▶ **Selected extract**
************

Re: [bailey-developers] SF.net SVN: bailey: [17] trunk/src

SourceForge Headquarters 1320 Columbia Street Suite 310 San Diego, CA 92101 +1 (858) 422-6466

On Wed, Apr 2, 2008 at 11:49 AM, Doug Cutting <cu...@ap...> wrote:
> Ning Li wrote:
>  > On Mon, Mar 31, 2008 at 6:03 PM, Doug Cutting <cu...@ap...> wrote:
>  >>  The naive approach is simply to db.getDoc() and check the version, no?
>  >
>  > Yes. The current implementation does that. I was worried about
>  > its performance because I thought db.getDoc() means retrieving
>  > a full document. But you mentioned the semantics of retrieving
>  > the outline of a document. That would work. It's time to have
>  > db.getDoc(id) and db.getDoc(id, fields)?
>
>  Maybe we need 'getVersion()' for this, that returns a special value for
>  deleted documents?
>
>
>  > Do we index a delete?
>
>  No, but we need to log them, and, when replaying logs decide whether to
>  execute them.  If you delete a doc on one node and subsequently add it
>  on another then, when the deletion is propagated to the former it should
>  be ignored.  But if you just delete it then the propagated delete should
>  be executed.  We distinguish the cases by comparing the version in the
>  deletion log event to the version in the index -- just like for adds.

Yes, we have to log and propagate deletes correctly.

What I'm worried about is the impact of the version check on the index
build performance. As you said, for general synchronization, we always
need to check versions. After we check a database/log and decide to
add/delete a document, we call Database's addDoc/removeDoc method.
In this addDoc/removeDoc method, we first parse the document for
addDoc. Then in the same critical section, we have to check again if
it is the latest version and applies the add/delete. Is checking the log
for the version for a delete expensive here? And a log is not part of
the Database abstraction, but part of RangedDatabase...

Ning

************

▶ **Recorded information**
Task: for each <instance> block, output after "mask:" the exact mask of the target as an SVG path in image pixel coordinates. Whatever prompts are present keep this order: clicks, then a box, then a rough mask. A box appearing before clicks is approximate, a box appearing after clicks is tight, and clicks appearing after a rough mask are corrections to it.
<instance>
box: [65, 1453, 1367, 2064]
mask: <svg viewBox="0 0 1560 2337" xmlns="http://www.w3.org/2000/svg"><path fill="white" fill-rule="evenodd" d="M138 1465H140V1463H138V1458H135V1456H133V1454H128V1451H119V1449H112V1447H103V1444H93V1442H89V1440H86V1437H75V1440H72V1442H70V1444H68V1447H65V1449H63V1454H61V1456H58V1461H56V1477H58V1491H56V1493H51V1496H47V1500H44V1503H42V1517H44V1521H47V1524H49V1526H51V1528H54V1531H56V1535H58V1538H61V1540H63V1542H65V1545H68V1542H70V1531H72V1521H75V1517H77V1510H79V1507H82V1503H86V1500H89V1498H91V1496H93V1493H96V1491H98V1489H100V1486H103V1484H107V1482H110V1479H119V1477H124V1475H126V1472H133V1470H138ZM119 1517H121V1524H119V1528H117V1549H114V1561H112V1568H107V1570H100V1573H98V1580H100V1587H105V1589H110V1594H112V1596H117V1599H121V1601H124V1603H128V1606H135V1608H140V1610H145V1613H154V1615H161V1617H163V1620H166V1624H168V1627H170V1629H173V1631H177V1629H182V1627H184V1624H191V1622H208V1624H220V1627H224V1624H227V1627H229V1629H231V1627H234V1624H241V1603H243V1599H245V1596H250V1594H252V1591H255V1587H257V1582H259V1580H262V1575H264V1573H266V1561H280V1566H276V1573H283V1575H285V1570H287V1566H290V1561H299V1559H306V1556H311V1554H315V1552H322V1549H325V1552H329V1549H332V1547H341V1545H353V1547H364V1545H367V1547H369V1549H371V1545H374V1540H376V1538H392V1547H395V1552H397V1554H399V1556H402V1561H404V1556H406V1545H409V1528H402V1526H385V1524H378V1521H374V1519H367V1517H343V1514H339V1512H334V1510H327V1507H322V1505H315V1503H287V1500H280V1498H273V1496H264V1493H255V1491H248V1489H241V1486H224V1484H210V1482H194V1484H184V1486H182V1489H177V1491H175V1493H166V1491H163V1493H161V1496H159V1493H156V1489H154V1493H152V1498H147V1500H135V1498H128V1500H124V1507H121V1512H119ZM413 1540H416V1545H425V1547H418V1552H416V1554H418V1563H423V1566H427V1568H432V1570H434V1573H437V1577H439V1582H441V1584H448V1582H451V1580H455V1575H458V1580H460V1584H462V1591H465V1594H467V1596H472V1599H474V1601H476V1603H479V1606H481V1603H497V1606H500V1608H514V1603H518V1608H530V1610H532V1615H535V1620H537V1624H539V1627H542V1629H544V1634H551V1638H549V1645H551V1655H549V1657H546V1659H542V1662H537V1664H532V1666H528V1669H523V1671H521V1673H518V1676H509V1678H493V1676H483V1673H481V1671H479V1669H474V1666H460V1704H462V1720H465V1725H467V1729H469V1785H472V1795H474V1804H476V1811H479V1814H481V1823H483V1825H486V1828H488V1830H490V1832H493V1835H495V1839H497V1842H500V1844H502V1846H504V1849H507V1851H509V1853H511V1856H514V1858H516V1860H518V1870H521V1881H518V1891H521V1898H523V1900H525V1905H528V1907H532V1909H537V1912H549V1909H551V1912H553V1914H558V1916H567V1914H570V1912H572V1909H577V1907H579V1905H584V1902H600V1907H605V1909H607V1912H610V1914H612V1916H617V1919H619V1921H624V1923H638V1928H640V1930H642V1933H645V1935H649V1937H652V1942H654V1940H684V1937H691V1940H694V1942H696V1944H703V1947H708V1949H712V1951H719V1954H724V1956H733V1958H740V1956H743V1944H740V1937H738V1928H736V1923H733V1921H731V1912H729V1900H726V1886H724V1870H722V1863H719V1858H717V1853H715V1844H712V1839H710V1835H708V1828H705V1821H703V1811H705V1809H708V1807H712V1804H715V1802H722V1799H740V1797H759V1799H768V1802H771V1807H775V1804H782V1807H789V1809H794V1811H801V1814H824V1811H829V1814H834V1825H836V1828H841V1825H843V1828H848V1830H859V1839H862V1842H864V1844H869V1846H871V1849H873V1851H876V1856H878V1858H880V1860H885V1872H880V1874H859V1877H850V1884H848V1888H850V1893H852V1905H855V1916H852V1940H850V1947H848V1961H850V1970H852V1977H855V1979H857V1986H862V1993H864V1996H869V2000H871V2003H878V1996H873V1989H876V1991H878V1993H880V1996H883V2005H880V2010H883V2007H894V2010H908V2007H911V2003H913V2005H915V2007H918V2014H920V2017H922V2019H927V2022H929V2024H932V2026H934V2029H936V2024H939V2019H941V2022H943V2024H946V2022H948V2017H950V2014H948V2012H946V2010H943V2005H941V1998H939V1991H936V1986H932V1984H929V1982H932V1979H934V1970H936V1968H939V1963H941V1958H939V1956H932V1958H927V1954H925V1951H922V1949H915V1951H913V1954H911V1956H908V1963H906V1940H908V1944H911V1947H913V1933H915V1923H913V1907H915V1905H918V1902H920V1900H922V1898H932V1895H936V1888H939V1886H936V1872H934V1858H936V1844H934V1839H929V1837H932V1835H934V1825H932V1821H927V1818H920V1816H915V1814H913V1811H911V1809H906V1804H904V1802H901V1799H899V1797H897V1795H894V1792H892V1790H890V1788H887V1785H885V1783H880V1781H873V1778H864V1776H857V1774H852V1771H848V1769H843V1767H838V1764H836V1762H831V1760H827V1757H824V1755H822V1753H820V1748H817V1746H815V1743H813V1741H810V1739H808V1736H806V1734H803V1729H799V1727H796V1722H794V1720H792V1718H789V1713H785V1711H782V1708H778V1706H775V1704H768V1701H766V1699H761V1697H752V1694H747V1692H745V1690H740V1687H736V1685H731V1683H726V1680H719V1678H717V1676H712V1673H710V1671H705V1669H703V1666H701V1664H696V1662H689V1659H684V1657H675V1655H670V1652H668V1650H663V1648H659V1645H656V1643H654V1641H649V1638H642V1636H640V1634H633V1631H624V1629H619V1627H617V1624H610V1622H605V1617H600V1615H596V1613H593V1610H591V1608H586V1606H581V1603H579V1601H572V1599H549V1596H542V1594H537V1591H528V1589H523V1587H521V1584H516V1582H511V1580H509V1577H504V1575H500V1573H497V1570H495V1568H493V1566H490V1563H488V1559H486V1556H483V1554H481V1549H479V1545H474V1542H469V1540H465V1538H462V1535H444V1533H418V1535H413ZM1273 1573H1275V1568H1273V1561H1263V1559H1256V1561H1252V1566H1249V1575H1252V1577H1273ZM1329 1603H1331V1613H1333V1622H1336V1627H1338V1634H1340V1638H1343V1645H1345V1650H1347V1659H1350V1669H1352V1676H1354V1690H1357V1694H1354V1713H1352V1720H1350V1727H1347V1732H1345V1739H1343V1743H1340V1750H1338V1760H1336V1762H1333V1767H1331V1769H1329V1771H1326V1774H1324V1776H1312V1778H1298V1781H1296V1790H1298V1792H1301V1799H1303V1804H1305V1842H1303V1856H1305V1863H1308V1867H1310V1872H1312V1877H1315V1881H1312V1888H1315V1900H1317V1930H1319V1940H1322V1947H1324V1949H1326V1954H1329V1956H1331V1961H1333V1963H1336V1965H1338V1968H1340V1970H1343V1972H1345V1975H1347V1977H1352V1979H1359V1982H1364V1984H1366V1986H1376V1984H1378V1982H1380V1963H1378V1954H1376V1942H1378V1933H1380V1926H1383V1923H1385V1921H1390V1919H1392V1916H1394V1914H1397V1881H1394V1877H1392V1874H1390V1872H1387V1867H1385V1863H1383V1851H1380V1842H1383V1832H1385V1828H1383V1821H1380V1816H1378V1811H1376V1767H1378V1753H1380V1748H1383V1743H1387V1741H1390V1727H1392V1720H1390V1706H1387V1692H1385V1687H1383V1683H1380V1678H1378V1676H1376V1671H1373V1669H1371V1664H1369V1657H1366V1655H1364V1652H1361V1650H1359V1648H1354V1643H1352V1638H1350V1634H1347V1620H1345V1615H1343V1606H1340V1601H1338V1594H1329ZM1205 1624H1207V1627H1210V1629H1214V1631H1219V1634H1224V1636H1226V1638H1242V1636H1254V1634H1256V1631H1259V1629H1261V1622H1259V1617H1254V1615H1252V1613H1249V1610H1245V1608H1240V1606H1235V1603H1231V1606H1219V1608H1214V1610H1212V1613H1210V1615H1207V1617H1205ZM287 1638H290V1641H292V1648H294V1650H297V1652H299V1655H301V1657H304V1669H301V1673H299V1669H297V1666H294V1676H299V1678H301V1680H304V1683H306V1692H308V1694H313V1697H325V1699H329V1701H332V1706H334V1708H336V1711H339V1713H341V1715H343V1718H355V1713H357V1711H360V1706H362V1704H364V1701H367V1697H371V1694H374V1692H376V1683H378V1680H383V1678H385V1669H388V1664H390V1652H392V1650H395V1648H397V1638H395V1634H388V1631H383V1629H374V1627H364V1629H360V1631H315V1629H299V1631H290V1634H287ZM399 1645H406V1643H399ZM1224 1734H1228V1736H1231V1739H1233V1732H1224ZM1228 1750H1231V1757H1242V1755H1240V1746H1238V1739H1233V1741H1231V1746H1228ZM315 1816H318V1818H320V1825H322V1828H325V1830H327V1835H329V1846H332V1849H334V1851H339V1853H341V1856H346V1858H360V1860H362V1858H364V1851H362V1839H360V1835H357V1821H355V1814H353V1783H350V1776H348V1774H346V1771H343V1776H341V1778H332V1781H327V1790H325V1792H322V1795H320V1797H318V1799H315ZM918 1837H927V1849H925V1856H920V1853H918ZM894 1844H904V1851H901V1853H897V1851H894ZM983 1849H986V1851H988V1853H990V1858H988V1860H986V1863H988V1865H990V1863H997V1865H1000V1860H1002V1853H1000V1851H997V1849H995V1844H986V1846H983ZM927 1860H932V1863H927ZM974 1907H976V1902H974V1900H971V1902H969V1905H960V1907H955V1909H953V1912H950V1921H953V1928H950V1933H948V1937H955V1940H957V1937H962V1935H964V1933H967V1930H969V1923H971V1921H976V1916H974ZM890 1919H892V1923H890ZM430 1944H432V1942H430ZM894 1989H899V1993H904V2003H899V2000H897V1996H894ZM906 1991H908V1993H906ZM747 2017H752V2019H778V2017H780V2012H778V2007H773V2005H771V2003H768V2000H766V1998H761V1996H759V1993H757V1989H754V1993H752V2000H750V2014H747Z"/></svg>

************

▶ **Problem requirements**
Repeat the part of the mailing-list thread between "What I'm worried" and "Database's addDoc/removeDoc method.", inclusive. The material stands apart from the mailing-list thread and has no connection to it.

▶ **Response**
What I'm worried about is the impact of the version check on the index
build performance. As you said, for general synchronization, we always
need to check versions. After we check a database/log and decide to
add/delete a document, we call Database's addDoc/removeDoc method.